PÁGINA:
= = = = = = =

Evangelización | Carlos Pérez Laporta
No escuchan ni a Juan ni al Hijo del
hombre
Viernes de la 2a
semana de Adviento / Mateo 11, 16-19
Evangelio: Mateo 11, 16-19
En aquel
tiempo, dijo Jesús a la gente:
«¿A quién se
parece esta generación?
Se asemeja a
unos niños sentados en la plaza, que gritan diciendo:
“Hemos tocado
la flauta, y no habéis bailado; hemos entonado lamentaciones, y no habéis
llorado”.
Porque vino
Juan, que ni comía ni bebía, y dicen: “Tiene un demonio”. Vino el Hijo del
hombre, que come y bebe, y dicen: “Ahí tenéis a un comilón y borracho, amigo de
publicanos y pecadores”.
Pero la
sabiduría se ha acreditado por sus obras».

= = = = = = =

LISTADO PROPORCIONADO:
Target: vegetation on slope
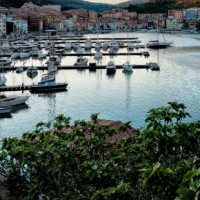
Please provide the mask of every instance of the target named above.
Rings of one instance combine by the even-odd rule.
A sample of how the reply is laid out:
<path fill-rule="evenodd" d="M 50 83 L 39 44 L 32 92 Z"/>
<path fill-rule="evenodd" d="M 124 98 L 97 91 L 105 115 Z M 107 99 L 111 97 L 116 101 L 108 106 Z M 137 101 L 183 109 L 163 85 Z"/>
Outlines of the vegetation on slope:
<path fill-rule="evenodd" d="M 126 9 L 138 13 L 167 13 L 171 9 L 200 7 L 200 0 L 158 0 L 157 3 L 129 5 Z"/>
<path fill-rule="evenodd" d="M 3 139 L 1 183 L 27 200 L 200 199 L 200 121 L 182 122 L 188 116 L 183 104 L 171 102 L 150 110 L 137 135 L 109 142 L 130 124 L 115 130 L 93 114 L 70 125 L 59 115 L 52 125 L 40 122 L 21 138 Z"/>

= = = = = = =

CONSIGNA A:
Conteste brevemente estas preguntas a partir de la página:
(i) ¿A qué día del año litúrgico corresponde la lectura?
(ii) ¿Qué dicen de Juan, según Jesús?
(iii) ¿Por qué se ha acreditado la sabiduría?
CONSIGNA B:
Indique si cada afirmación concuerda con la página, respondiendo sí o no y citando las palabras que lo deciden:
(i) Los niños a los que se asemeja esta generación están sentados en la plaza.
(ii) Juan comía y bebía.
(iii) Del Hijo del hombre dicen que es amigo de publicanos y pecadores.
El listado no guarda relación alguna con la página.

RESPUESTA CORRECTA A:
(i) Al viernes de la 2a semana de Adviento.
(ii) Dicen: «Tiene un demonio».
(iii) Por sus obras.

RESPUESTA CORRECTA B:
(i) Sí: «unos niños sentados en la plaza».
(ii) No: «Juan, que ni comía ni bebía».
(iii) Sí: «amigo de publicanos y pecadores».